Exercise:
Please reproduce the data exactly, though every picture must stay out.

* * * * * * *

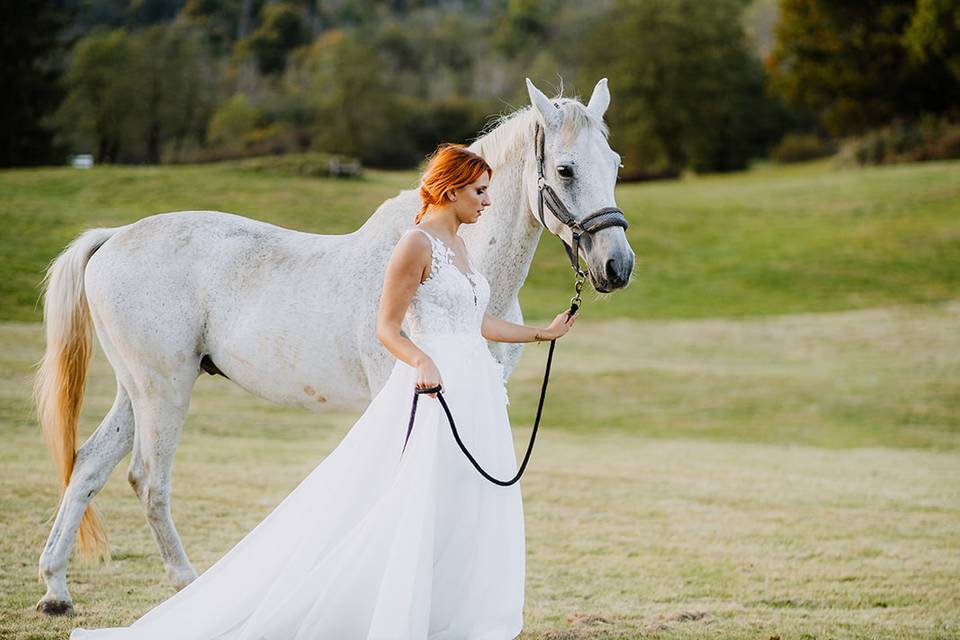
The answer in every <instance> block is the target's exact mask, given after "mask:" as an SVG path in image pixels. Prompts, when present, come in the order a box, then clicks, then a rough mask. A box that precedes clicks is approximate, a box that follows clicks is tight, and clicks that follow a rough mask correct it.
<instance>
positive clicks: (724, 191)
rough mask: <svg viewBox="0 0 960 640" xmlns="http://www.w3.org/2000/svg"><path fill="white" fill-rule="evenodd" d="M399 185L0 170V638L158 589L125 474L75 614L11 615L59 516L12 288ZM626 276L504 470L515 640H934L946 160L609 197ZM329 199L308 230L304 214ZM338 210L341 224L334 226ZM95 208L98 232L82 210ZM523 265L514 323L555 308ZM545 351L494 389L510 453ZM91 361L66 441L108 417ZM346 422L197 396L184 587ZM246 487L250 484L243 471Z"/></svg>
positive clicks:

* * * * * * *

Answer below:
The answer in every <instance> block is the target's exact mask, given after "mask:" as an SVG path in image pixels. Prompts, when present, come in the order a box, then clicks, then a rough mask. A box that precedes clicks is approximate, a box that follows clicks is tight, and clicks that follow a rough mask correct it.
<instance>
positive clicks: (724, 191)
rough mask: <svg viewBox="0 0 960 640" xmlns="http://www.w3.org/2000/svg"><path fill="white" fill-rule="evenodd" d="M399 185L0 170V638L158 589L125 474L75 614L11 615L59 516L12 288ZM626 276L504 470L515 640H934L946 160L609 197ZM329 199L308 230L304 214ZM338 210L341 224L334 226ZM95 208L98 232L82 210ZM523 265L514 323L555 308ZM545 351L494 389L510 453ZM91 361L66 441L108 417ZM346 422L197 396L184 587ZM246 487L250 484L243 471Z"/></svg>
positive clicks:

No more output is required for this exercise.